- **Work item**
All lines from the one with "556L371 553L360 552L358" to the end of the entries below must be written out exactly. Leave out any other line.

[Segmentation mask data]
-=-=-
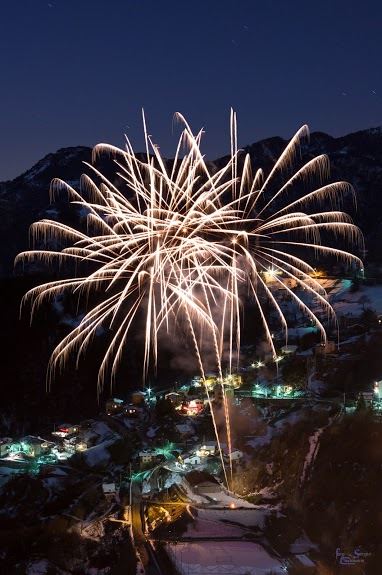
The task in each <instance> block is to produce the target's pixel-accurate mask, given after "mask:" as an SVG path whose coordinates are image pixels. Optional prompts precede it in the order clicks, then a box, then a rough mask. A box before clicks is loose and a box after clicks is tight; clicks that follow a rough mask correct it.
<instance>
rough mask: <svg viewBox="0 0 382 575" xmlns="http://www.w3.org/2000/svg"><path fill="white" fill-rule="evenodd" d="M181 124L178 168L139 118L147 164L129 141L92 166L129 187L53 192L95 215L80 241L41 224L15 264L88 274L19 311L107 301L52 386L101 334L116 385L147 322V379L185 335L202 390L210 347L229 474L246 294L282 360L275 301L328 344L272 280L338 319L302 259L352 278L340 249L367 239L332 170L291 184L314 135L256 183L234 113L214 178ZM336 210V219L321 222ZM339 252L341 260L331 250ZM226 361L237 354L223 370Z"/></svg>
mask: <svg viewBox="0 0 382 575" xmlns="http://www.w3.org/2000/svg"><path fill="white" fill-rule="evenodd" d="M176 118H177V119H178V120H179V121H180V122H182V124H183V126H184V128H183V130H182V132H181V135H180V138H179V141H178V144H177V148H176V154H175V159H174V161H173V162H172V163H170V162H167V161H166V160H164V159H163V158H162V157H161V154H160V152H159V149H158V146H156V145H155V144H154V143H153V142H152V139H151V136H149V134H148V130H147V126H146V120H145V117H144V116H143V126H144V137H145V143H146V150H145V155H144V158H143V159H142V156H141V157H138V156H137V155H135V153H134V151H133V146H132V144H131V143H130V141H129V140H128V138H126V149H125V150H120V149H119V148H116V147H114V146H110V145H108V144H100V145H98V146H96V147H95V149H94V152H93V161H95V160H96V159H97V158H98V157H99V155H100V154H102V153H107V154H109V155H112V157H113V158H114V161H115V165H116V175H117V176H118V177H119V179H120V181H121V182H122V186H121V185H118V187H117V185H116V184H115V183H113V182H111V181H110V180H109V179H108V178H106V177H105V176H104V175H103V174H102V172H101V171H99V170H98V169H97V168H96V167H95V166H93V165H90V164H88V166H89V168H90V170H91V171H92V172H93V174H94V176H93V178H91V177H90V176H88V175H84V176H82V177H81V189H80V191H79V192H77V191H76V190H75V189H74V188H72V187H71V186H69V185H68V184H66V183H65V182H63V181H61V180H57V179H56V180H53V182H52V185H51V198H52V199H54V198H55V196H56V195H57V194H59V193H61V192H63V191H65V192H66V193H67V194H68V198H69V200H70V201H71V202H72V203H73V204H75V205H77V206H78V207H80V208H81V209H82V210H83V211H85V213H86V214H87V227H86V231H84V230H81V231H80V230H76V229H74V228H71V227H70V226H67V225H65V224H63V223H60V222H56V221H52V220H48V219H45V220H42V221H40V222H37V223H35V224H33V225H32V228H31V234H32V238H33V240H34V242H35V246H36V247H35V248H34V249H32V250H30V251H28V252H23V253H21V254H19V256H18V257H17V260H18V261H20V260H21V261H23V262H25V263H28V262H29V261H34V260H36V259H41V260H42V261H44V262H45V263H48V264H49V265H52V264H53V263H54V262H57V264H58V265H59V267H65V265H66V264H69V263H70V262H72V264H73V265H74V266H75V269H76V273H77V270H78V272H80V270H81V272H82V273H81V276H80V277H74V278H71V279H62V280H58V281H53V282H49V283H46V284H43V285H41V286H38V287H36V288H33V289H32V290H30V291H29V292H28V293H27V294H26V296H25V299H24V303H27V302H30V303H31V304H32V315H33V314H34V313H35V311H36V308H37V307H38V306H39V305H40V304H41V303H42V302H43V301H44V299H46V298H47V299H53V298H54V297H56V296H58V295H59V294H61V293H63V292H66V291H69V292H72V293H74V294H77V295H78V297H79V298H80V297H84V298H85V299H86V298H87V297H88V296H89V295H90V294H91V293H95V294H98V297H99V298H100V299H101V302H100V303H97V304H95V305H94V306H93V307H92V308H91V309H90V310H88V311H87V312H86V313H85V315H84V317H83V319H82V320H81V322H80V324H79V325H78V326H77V327H76V328H75V329H74V330H73V331H72V332H71V333H70V334H69V335H68V336H66V337H65V338H64V339H63V340H62V341H61V342H60V343H59V344H58V346H57V347H56V349H55V350H54V351H53V354H52V357H51V360H50V363H49V368H48V374H49V378H52V377H53V375H54V372H55V370H56V369H60V370H61V369H63V368H64V366H65V363H66V361H67V359H68V357H69V355H70V354H71V353H74V354H75V355H76V357H77V362H78V361H79V359H80V357H81V356H82V355H83V354H84V353H85V352H86V349H87V347H88V346H89V345H90V343H91V341H92V339H93V338H94V336H95V335H96V332H97V330H98V329H99V328H100V327H103V328H105V327H106V328H107V329H109V330H110V331H111V332H112V338H111V341H110V342H109V344H108V347H107V350H106V353H105V355H104V358H103V360H102V363H101V367H100V370H99V377H98V389H99V390H100V389H101V387H102V385H103V384H104V382H105V380H106V379H107V378H108V377H110V382H111V384H112V382H113V380H114V378H115V376H116V373H117V370H118V366H119V364H120V362H121V359H122V356H123V350H124V349H125V348H126V346H127V345H128V340H129V335H130V333H131V331H132V330H133V326H134V325H136V324H137V322H139V321H141V320H142V315H143V316H144V326H145V327H144V333H145V343H144V359H143V374H147V371H148V369H149V366H150V364H154V365H156V363H157V356H158V341H159V339H160V333H161V331H162V330H164V331H167V332H170V331H173V327H174V328H177V327H180V328H181V329H182V326H183V329H184V326H185V328H186V332H187V333H188V337H189V339H190V340H191V341H192V345H193V347H194V349H195V353H196V355H197V359H198V363H199V367H200V371H201V374H202V377H203V381H204V380H205V377H204V373H205V367H206V366H205V365H204V359H203V356H204V354H203V347H205V346H207V345H208V346H211V347H212V348H213V349H214V354H215V361H216V370H217V372H218V374H219V381H220V383H221V385H222V391H223V404H224V415H225V422H226V431H227V438H228V451H229V462H230V470H231V473H232V460H231V447H232V446H231V429H230V417H229V409H228V401H227V397H226V390H225V381H224V378H223V376H222V374H223V371H224V368H225V369H227V370H228V374H229V375H230V374H232V371H233V369H234V365H233V358H234V356H236V364H237V362H238V361H239V351H240V334H241V326H242V318H241V313H242V312H241V309H242V300H243V299H245V296H243V295H242V294H243V293H244V291H245V290H244V289H243V287H246V289H247V297H248V298H249V299H250V300H251V301H252V302H254V303H255V305H257V307H258V309H259V314H260V318H261V321H262V323H263V327H264V331H265V337H266V339H267V341H268V343H269V345H270V347H271V349H272V352H273V354H274V356H276V349H275V347H274V343H273V340H272V334H271V330H270V327H269V324H268V318H267V313H265V311H264V310H265V307H264V306H265V304H267V303H268V304H270V305H271V307H272V308H273V310H274V312H275V313H276V315H277V317H278V318H279V320H280V324H281V327H282V328H283V329H284V330H285V333H286V334H287V322H286V319H285V317H284V315H283V312H282V309H281V307H280V305H279V304H278V302H277V290H278V289H280V288H282V289H284V290H285V291H286V293H287V294H288V295H289V296H290V297H291V298H292V300H293V301H294V302H296V303H297V305H299V307H300V309H301V310H302V311H303V312H304V313H305V314H307V315H308V316H309V317H310V318H312V319H313V320H314V321H315V322H316V323H317V325H318V326H319V328H320V330H321V334H322V337H323V338H325V337H326V336H325V328H324V325H323V324H322V322H320V320H319V319H318V318H317V316H316V314H315V313H313V311H311V309H310V308H309V306H308V305H307V304H306V303H305V302H304V301H302V299H301V298H300V297H299V296H298V294H296V293H295V292H294V291H293V290H290V288H288V286H287V285H286V282H285V281H283V280H282V279H281V278H280V277H277V274H281V275H282V276H283V278H287V279H288V278H289V279H290V278H292V279H293V280H294V281H295V282H296V285H298V286H299V287H300V288H302V289H304V290H305V291H306V292H307V293H309V294H311V296H314V298H315V299H316V300H317V301H318V302H319V303H320V305H321V306H322V308H323V309H324V310H325V311H326V312H327V314H328V316H329V317H331V318H333V317H334V311H333V309H332V308H331V306H330V304H329V303H328V301H327V295H326V293H325V290H324V289H323V288H322V287H321V285H320V284H319V282H318V281H317V280H316V279H314V278H313V277H312V272H313V267H312V265H311V264H310V263H309V262H308V261H306V259H305V256H304V255H303V254H308V255H309V254H310V256H309V257H310V258H312V257H313V258H317V257H320V256H324V257H333V256H334V257H336V258H337V259H339V260H341V261H342V262H344V264H346V265H355V266H360V267H361V266H362V262H361V261H360V259H359V258H358V257H357V256H355V255H353V254H352V253H349V252H347V251H346V249H345V248H346V243H348V244H351V245H354V244H355V245H358V246H362V235H361V233H360V231H359V230H358V228H357V227H356V226H354V225H353V223H352V221H351V219H350V218H349V217H348V216H347V215H346V214H344V213H342V212H341V211H340V207H341V201H342V199H343V198H345V197H348V196H349V194H351V195H352V196H353V197H354V194H353V190H352V188H351V186H350V185H349V184H347V183H346V182H334V183H330V184H328V183H325V179H326V178H327V177H328V175H329V161H328V159H327V157H326V156H323V155H320V156H318V157H316V158H313V159H312V160H309V161H308V162H306V163H305V164H303V165H302V167H300V168H299V169H297V171H294V173H293V170H292V168H293V166H294V164H295V161H296V158H298V157H300V156H301V154H300V144H301V141H302V140H304V139H306V138H308V135H309V132H308V128H307V126H303V127H302V128H301V129H300V130H299V131H298V132H297V133H296V135H295V136H294V137H293V138H292V139H291V141H290V142H289V144H288V145H287V146H286V148H285V150H284V151H283V152H282V154H281V156H280V158H279V159H278V160H277V161H276V162H275V164H274V166H273V168H272V169H271V170H270V172H269V174H268V175H267V176H266V177H265V176H264V174H263V171H262V170H261V169H258V170H257V171H256V172H255V173H254V176H253V175H252V166H251V164H252V162H251V158H250V156H249V154H244V153H243V152H240V150H238V147H237V127H236V115H235V113H234V112H233V111H232V112H231V118H230V128H231V156H230V158H229V160H228V161H227V163H226V165H225V166H223V167H222V168H220V169H217V168H215V167H213V169H211V168H210V167H209V166H208V164H207V163H206V161H205V159H204V156H203V155H202V152H201V149H200V146H201V138H202V133H203V131H202V130H201V131H200V132H198V133H197V134H196V135H194V134H193V132H192V130H191V128H190V126H189V125H188V124H187V122H186V120H185V119H184V117H183V116H182V115H181V114H177V115H176ZM183 151H184V152H183ZM182 154H183V155H182ZM316 183H317V184H318V187H316ZM123 187H125V189H123ZM275 187H277V189H276V190H275V189H274V188H275ZM301 189H303V193H302V194H301V193H300V191H301ZM328 201H329V202H330V203H331V205H332V208H333V210H332V211H328V210H327V208H326V209H325V210H323V211H320V207H321V205H325V203H326V204H327V202H328ZM51 241H54V242H55V243H54V244H53V245H55V246H57V245H59V246H62V247H59V248H57V249H48V247H47V248H46V249H38V248H39V246H40V244H41V243H43V244H45V245H46V246H49V245H50V243H51ZM333 241H334V242H336V245H338V247H333V245H330V244H331V243H332V242H333ZM343 244H345V245H343ZM69 269H70V268H69ZM269 270H271V272H275V273H273V279H272V281H268V279H267V274H268V275H269ZM271 275H272V274H271ZM224 349H228V350H229V354H228V359H227V358H225V357H224V353H223V351H224ZM236 367H237V366H236ZM49 381H50V379H49ZM206 391H207V397H208V402H209V404H210V409H211V415H212V419H213V425H214V429H215V433H216V435H217V441H218V445H219V452H220V456H221V460H222V465H223V469H224V473H225V477H226V480H227V475H226V471H225V467H224V461H223V456H222V451H221V443H220V440H219V437H218V430H217V427H216V421H215V417H214V412H213V409H212V406H211V402H210V396H209V392H208V390H206Z"/></svg>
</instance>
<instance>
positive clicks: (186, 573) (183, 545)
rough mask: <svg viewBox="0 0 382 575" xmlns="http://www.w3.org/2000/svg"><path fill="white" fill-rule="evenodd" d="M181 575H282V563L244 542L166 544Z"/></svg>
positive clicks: (282, 572)
mask: <svg viewBox="0 0 382 575" xmlns="http://www.w3.org/2000/svg"><path fill="white" fill-rule="evenodd" d="M166 550H167V552H168V554H169V555H170V557H171V559H172V560H173V562H174V563H175V565H176V568H177V569H178V571H179V573H180V574H181V575H266V574H270V573H273V574H274V575H276V574H280V575H281V574H285V570H284V569H283V566H282V563H281V562H280V561H279V560H278V559H276V558H275V557H272V556H271V555H269V553H268V552H267V551H266V550H265V549H264V548H263V547H262V546H261V545H259V544H257V543H252V542H247V541H224V543H223V542H218V541H199V542H197V543H196V542H195V543H177V544H176V545H173V544H168V545H167V546H166Z"/></svg>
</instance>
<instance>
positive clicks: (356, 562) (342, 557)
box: [336, 547, 371, 565]
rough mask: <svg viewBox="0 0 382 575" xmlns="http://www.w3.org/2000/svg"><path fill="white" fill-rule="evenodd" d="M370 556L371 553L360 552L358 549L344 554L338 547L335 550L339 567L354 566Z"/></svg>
mask: <svg viewBox="0 0 382 575" xmlns="http://www.w3.org/2000/svg"><path fill="white" fill-rule="evenodd" d="M370 555H371V553H367V552H365V551H361V550H360V549H359V547H356V548H355V549H353V552H352V553H344V552H343V551H341V549H340V548H339V547H337V549H336V560H337V562H338V563H339V564H340V565H356V564H357V563H364V562H365V558H366V557H369V556H370Z"/></svg>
-=-=-
- **Your response**
rough mask: <svg viewBox="0 0 382 575" xmlns="http://www.w3.org/2000/svg"><path fill="white" fill-rule="evenodd" d="M370 556L371 553L360 552L358 549L344 554L338 547L335 550L339 567L354 566Z"/></svg>
mask: <svg viewBox="0 0 382 575" xmlns="http://www.w3.org/2000/svg"><path fill="white" fill-rule="evenodd" d="M370 555H371V553H367V552H365V551H361V550H360V549H359V547H356V548H355V549H353V552H352V553H344V552H343V551H341V549H340V548H339V547H337V549H336V560H337V562H338V563H339V564H340V565H356V564H357V563H364V562H365V558H366V557H369V556H370Z"/></svg>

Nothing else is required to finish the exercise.